**MATERIAL SHOWN**

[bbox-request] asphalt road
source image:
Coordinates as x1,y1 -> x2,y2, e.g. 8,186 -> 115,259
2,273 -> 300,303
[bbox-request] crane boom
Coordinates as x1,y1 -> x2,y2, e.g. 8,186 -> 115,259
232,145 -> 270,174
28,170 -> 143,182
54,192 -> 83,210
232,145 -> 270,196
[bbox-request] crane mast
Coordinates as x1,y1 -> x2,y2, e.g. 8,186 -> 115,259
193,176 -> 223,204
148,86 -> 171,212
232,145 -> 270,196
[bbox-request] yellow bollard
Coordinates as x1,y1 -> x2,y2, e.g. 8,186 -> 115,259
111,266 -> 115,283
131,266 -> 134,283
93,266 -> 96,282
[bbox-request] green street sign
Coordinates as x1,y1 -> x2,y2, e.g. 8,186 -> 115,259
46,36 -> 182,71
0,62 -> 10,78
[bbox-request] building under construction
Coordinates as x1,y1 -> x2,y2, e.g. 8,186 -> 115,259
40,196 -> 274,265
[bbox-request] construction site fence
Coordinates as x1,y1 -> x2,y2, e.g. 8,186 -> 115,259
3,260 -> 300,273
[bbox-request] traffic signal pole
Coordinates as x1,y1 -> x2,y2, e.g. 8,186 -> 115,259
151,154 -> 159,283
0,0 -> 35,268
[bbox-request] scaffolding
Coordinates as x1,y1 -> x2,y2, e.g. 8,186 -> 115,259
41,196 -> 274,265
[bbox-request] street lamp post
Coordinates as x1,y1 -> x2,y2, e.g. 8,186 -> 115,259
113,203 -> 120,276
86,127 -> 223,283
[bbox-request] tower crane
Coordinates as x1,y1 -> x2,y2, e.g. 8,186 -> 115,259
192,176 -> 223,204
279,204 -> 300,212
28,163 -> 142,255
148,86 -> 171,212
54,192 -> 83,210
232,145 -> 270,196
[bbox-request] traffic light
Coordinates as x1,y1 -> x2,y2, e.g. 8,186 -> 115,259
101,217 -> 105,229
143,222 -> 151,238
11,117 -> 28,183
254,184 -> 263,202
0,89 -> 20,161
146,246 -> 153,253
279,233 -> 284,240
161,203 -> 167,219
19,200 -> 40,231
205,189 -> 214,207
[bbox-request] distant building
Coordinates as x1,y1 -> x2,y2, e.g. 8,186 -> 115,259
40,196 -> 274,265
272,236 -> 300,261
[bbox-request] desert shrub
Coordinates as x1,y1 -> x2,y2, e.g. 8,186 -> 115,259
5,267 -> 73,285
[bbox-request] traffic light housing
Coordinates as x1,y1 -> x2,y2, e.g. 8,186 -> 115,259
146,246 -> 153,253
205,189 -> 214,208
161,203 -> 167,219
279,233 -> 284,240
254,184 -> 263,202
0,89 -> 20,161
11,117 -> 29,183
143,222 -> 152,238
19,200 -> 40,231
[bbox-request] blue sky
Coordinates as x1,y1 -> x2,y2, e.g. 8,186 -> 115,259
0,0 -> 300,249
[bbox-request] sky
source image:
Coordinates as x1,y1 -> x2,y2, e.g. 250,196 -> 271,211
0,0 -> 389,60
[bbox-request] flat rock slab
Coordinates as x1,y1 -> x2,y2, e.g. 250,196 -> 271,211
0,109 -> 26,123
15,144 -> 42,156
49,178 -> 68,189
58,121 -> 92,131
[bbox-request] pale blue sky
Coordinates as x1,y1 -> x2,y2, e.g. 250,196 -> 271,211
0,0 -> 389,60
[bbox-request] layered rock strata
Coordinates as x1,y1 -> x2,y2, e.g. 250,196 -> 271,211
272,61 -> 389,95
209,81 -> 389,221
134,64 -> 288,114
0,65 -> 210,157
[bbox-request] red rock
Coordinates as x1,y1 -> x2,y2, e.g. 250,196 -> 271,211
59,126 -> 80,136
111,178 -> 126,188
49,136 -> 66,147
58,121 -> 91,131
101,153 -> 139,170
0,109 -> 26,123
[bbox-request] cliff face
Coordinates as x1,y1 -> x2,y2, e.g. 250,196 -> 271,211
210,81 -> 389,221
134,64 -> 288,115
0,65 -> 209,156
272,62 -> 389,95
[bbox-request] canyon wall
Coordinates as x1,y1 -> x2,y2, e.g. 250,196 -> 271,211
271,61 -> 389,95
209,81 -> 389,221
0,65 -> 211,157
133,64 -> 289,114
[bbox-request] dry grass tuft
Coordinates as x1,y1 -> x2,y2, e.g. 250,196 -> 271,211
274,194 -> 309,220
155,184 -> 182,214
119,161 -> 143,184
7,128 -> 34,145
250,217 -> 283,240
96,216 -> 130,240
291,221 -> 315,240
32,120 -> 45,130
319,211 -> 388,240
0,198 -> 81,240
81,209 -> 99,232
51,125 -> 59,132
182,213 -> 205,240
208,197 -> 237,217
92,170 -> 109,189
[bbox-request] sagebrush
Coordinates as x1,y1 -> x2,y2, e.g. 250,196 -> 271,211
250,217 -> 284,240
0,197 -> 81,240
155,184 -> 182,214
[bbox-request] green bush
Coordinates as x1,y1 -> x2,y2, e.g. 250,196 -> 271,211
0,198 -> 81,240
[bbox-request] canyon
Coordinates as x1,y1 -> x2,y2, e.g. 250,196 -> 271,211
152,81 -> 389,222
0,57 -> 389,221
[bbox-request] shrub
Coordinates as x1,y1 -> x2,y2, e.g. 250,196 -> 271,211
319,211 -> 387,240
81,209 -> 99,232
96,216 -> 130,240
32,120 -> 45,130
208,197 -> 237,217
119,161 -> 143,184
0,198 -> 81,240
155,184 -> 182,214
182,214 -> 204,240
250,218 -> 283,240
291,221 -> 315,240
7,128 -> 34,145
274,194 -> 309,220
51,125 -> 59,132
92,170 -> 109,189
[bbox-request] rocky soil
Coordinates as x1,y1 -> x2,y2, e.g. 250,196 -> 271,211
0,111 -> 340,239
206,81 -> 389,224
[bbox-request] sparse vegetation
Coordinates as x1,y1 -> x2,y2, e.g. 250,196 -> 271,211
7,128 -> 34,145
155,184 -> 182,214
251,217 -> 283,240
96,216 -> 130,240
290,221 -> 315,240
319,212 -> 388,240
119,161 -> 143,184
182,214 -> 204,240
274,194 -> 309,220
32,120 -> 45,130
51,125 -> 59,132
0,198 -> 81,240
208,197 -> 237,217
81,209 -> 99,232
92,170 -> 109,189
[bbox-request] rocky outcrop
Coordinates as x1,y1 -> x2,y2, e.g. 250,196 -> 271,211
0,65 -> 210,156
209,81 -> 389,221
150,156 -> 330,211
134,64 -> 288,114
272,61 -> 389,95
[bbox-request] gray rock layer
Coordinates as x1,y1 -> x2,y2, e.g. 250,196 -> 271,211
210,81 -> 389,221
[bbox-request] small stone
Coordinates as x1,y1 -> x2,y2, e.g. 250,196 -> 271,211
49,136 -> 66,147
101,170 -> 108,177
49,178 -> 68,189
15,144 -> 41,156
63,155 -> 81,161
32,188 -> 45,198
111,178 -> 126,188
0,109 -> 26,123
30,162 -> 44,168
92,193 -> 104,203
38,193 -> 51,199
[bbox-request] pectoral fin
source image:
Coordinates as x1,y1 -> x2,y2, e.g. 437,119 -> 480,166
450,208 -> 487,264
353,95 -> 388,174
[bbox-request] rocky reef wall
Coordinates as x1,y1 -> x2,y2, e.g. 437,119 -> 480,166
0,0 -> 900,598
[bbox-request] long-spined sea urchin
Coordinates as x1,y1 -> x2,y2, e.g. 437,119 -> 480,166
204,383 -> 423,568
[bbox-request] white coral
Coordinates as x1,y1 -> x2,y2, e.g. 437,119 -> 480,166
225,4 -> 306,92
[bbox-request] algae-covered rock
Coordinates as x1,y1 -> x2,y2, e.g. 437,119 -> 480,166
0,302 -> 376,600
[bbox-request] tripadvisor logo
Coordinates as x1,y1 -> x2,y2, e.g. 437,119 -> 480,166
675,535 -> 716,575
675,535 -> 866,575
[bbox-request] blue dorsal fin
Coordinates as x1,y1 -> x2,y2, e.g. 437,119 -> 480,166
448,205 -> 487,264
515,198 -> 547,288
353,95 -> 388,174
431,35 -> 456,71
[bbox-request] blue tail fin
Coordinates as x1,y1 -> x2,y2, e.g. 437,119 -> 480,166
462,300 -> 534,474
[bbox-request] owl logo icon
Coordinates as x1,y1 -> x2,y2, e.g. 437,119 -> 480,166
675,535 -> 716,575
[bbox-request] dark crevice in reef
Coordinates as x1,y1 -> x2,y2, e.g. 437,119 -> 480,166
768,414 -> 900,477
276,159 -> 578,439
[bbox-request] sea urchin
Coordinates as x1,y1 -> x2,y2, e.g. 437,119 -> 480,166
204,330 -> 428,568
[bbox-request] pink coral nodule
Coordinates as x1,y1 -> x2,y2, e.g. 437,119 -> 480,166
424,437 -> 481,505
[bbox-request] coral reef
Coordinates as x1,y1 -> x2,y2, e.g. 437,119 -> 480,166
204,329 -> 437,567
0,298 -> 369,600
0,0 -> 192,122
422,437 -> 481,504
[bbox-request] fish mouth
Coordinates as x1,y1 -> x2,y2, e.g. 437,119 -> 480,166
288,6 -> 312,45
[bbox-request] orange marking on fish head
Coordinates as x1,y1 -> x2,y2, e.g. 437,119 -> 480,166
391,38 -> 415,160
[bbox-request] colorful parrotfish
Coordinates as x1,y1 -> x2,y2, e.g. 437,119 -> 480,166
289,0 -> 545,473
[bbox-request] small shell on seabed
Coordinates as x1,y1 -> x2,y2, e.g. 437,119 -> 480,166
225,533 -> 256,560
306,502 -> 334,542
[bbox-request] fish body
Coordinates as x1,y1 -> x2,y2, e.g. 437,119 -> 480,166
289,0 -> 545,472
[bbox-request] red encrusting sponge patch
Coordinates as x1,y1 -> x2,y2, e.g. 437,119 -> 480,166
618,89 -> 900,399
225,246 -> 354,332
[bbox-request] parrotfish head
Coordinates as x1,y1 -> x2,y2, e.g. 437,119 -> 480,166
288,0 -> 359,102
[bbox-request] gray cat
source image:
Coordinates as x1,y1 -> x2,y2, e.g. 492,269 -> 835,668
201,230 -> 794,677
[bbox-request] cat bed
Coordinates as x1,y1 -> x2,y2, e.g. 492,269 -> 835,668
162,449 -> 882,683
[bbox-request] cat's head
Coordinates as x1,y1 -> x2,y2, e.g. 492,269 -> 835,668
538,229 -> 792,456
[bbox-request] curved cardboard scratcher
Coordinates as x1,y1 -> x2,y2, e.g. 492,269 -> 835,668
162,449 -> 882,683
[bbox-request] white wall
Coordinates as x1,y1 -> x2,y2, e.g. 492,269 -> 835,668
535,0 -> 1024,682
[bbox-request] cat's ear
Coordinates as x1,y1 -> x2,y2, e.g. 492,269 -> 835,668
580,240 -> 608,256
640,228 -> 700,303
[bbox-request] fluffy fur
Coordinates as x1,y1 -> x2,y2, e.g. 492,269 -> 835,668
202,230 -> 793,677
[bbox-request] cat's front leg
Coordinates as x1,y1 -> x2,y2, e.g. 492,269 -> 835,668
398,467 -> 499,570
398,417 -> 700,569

**TASK**
Copy out the records without changes, beginning at the line with "[bbox-request] pectoral fin" and continuing through the line with "0,0 -> 900,598".

**THE OUTPUT**
[bbox-request] pectoral fin
source image:
Coordinates as x1,y1 -> x2,y2, e.g. 437,119 -> 480,166
450,208 -> 487,264
353,95 -> 388,174
[bbox-request] rocky reef wall
Coordinates as x1,y1 -> x2,y2, e.g. 437,119 -> 480,166
0,0 -> 900,598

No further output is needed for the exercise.